=== Job ===
Can you reproduce all of these rows word for word, leaving the pictures out of your answer?

=== Listed entries ===
##############################

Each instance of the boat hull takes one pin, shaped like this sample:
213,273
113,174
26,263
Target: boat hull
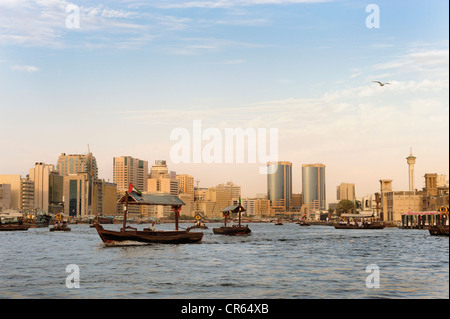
147,236
60,229
13,227
232,231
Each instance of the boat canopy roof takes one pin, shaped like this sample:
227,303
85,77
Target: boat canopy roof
233,209
165,199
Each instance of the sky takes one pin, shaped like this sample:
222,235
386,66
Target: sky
120,77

##############################

=== Solution to this task ===
Each instance of the boat hull takes one pin, shaped like this sample:
213,273
113,174
26,263
Target: boat hull
147,236
60,229
13,227
232,231
Each instance of the boat canopy roof takes one pin, shaped like this sample:
227,303
85,77
Target: boat canopy roof
233,209
165,199
Each instance of the sky takes one pin, shaped like this sample:
222,235
386,66
Target: sky
120,77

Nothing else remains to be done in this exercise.